--- start MATERIAL FOR THIS TASK ---
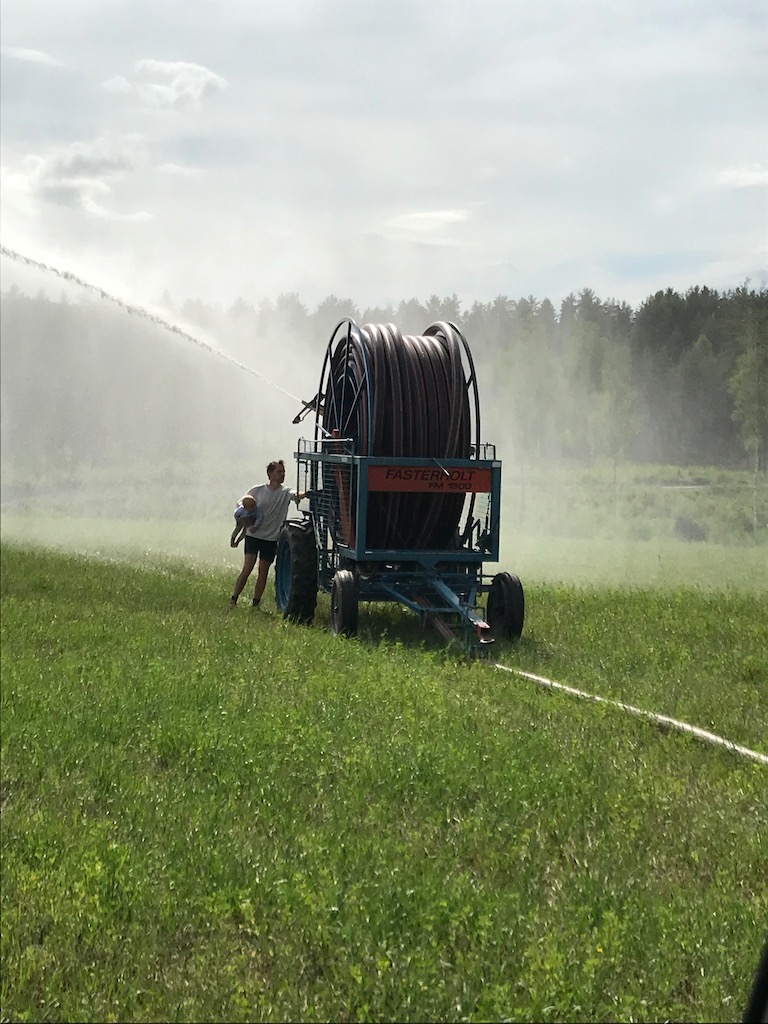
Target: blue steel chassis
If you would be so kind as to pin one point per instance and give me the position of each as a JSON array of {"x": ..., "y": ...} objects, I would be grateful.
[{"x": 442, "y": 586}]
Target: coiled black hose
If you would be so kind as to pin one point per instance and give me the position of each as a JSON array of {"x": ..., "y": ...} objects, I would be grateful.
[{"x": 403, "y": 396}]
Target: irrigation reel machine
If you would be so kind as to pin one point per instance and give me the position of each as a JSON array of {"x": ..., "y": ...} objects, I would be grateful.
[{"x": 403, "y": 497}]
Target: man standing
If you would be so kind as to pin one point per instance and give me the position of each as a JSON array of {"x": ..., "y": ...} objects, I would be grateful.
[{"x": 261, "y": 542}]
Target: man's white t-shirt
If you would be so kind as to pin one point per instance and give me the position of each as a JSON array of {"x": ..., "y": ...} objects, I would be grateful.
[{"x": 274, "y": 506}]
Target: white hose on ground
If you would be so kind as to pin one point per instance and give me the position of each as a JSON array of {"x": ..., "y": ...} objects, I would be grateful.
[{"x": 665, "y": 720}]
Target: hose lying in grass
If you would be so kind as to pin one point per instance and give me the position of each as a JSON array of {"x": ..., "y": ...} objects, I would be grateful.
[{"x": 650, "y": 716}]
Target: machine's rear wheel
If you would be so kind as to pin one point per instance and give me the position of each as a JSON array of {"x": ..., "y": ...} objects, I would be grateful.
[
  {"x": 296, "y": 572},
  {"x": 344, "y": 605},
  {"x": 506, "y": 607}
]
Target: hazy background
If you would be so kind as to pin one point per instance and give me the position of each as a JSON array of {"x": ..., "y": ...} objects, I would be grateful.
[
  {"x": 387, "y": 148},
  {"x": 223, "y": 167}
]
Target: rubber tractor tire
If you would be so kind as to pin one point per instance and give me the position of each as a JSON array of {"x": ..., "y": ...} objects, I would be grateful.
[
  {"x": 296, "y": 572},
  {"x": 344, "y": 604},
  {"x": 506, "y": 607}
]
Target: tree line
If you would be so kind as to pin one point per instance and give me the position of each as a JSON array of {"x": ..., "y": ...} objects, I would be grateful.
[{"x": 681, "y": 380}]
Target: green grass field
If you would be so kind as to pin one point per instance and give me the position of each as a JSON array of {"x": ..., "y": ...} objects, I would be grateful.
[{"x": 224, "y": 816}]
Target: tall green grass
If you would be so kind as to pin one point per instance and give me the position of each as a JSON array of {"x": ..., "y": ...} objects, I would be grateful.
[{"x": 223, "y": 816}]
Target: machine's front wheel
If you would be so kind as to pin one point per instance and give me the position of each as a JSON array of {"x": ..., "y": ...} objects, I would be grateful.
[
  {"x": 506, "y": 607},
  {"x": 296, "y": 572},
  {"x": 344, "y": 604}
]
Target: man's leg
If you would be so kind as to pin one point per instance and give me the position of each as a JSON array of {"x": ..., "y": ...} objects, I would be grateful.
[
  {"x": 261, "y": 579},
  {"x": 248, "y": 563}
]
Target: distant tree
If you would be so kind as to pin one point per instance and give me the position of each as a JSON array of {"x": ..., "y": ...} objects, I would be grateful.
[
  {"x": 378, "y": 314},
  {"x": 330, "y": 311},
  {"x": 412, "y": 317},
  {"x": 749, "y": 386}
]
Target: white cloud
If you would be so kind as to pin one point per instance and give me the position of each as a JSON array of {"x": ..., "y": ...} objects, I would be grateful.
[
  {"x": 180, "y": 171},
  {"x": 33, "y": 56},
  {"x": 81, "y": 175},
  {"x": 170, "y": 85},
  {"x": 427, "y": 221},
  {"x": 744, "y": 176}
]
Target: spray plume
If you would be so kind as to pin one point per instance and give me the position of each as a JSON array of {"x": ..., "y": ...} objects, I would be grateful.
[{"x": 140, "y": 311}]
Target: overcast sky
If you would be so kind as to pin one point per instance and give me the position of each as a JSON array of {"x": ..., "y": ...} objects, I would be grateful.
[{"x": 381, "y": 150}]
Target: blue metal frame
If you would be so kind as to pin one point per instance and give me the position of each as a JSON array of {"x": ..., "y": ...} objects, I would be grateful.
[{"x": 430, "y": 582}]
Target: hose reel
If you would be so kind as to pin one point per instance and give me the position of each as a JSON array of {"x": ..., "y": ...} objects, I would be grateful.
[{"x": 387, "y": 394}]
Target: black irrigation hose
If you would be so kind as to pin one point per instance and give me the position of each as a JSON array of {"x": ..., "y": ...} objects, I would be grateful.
--- end MATERIAL FOR THIS TASK ---
## YOUR GOAL
The records above are to be reproduced exactly; the pictures are to be left out.

## RESPONSE TO THE TASK
Target: blue steel chassis
If you would be so kind as to pin one point per instance and give me the position of each as a JSON array of {"x": ..., "y": ...} objects, I would be grateful.
[{"x": 442, "y": 586}]
Target: coiled black hose
If you would be so kind as to pin one point per instance and give me the position of each as a JSON array of {"x": ..., "y": ...} objects, I would be grateful.
[{"x": 403, "y": 396}]
Target: irrigation reel machine
If you would be so kind as to pin one point per instance and give me the position of each as a JSON array of {"x": ..., "y": ...} objects, I would be grateful.
[{"x": 403, "y": 497}]
Target: man standing
If you would be so kind as to pin one point per instance and give me the position of each as a JSON array of {"x": ..., "y": ...} objects, I would be grateful.
[{"x": 261, "y": 542}]
Target: man's white t-shirt
If you would be so kind as to pin one point per instance and give me the position of each as a JSON array of {"x": ..., "y": ...} objects, I would be grateful.
[{"x": 274, "y": 506}]
Target: white hose on ground
If you would be so kind as to pin one point per instance and give me the position of each as a JSON array of {"x": ..., "y": ...} objects, I would be grateful.
[{"x": 665, "y": 720}]
Target: hose lying in grass
If you would be so kind as to pin one point per instance and give me the position of each as a JSON array of {"x": ..., "y": ...} objects, I would be grateful.
[{"x": 650, "y": 716}]
Target: machine's rear wheel
If you would be so kind as to pin one point per instance and give me the position of each as a JSON array of {"x": ..., "y": ...} objects, I would be grateful.
[
  {"x": 296, "y": 572},
  {"x": 344, "y": 605},
  {"x": 506, "y": 607}
]
Target: hazy background
If you would be so kind as to pin one point per instance and give me the position of each as a JSON array of {"x": ..., "y": ...} objects, I would be grateful.
[
  {"x": 387, "y": 148},
  {"x": 223, "y": 167}
]
Target: rubber tractor tire
If you would be so kind as to pin one point per instance and give me the position of each as a JSON array of {"x": ..., "y": ...} objects, I would be grateful.
[
  {"x": 296, "y": 572},
  {"x": 344, "y": 604},
  {"x": 506, "y": 607}
]
Target: tree line
If you would be so kind as to pin one point per instance and give me the position of each as a JSON array of {"x": ..., "y": ...} objects, I would be grateful.
[{"x": 681, "y": 380}]
Target: green grass field
If you would be so kind as to pin one point per instance and give me the position of each as a JSON array of {"x": ..., "y": ...} objects, I would be grateful.
[{"x": 224, "y": 816}]
Target: tall green grass
If you would be so kind as to pin one point per instance and give me the position of each as a JSON array of {"x": ..., "y": ...} objects, I would be grateful.
[{"x": 223, "y": 816}]
Target: machine's front wheel
If you would be so kind as to pin one point per instance and give me the position of each as a JSON array of {"x": ..., "y": ...} objects, I would be grateful.
[
  {"x": 506, "y": 607},
  {"x": 296, "y": 572},
  {"x": 344, "y": 604}
]
Target: man's leg
If you would be so kind as to pin one point per instance and give me the position of each as a JSON array of {"x": ..., "y": ...} objects, I would be grateful.
[
  {"x": 261, "y": 579},
  {"x": 248, "y": 563}
]
Target: distant tree
If you would be so kind as to pin one point per instance and give me the position of each as a JSON array of {"x": ..., "y": ...} objects, I would be grateful.
[
  {"x": 378, "y": 314},
  {"x": 330, "y": 311},
  {"x": 412, "y": 317},
  {"x": 749, "y": 386}
]
Target: white cloud
If you would be so kind as to pin one point per instance and give me the position of each as a JSON array of {"x": ..., "y": ...} objects, I would be grateful.
[
  {"x": 180, "y": 171},
  {"x": 33, "y": 56},
  {"x": 81, "y": 175},
  {"x": 170, "y": 85},
  {"x": 427, "y": 221},
  {"x": 744, "y": 176}
]
Target: spray plume
If you would be so kind as to pin one point per instance and give me the position of each as a JSON array of {"x": ..., "y": ...} objects, I would be grateful.
[{"x": 140, "y": 311}]
Target: overcast sky
If you would be so kind as to pin one point per instance and give me the position of each as a JSON array of {"x": ..., "y": ...} objects, I would be grateful.
[{"x": 381, "y": 150}]
Target: blue metal frame
If you would be so kind as to pin one point per instance and give me the position of each as a JSON array of {"x": ..., "y": ...} objects, I would be grateful.
[{"x": 430, "y": 582}]
Target: hose reel
If you would be so kind as to pin one point per instance and give me the position of each as a JSON array of {"x": ..., "y": ...} objects, I would be grateful.
[{"x": 387, "y": 394}]
Target: black irrigation hose
If you would be so kind as to pin one point per instance and give me the position of each as a JSON array of {"x": ..., "y": ...} objects, I would be grateful.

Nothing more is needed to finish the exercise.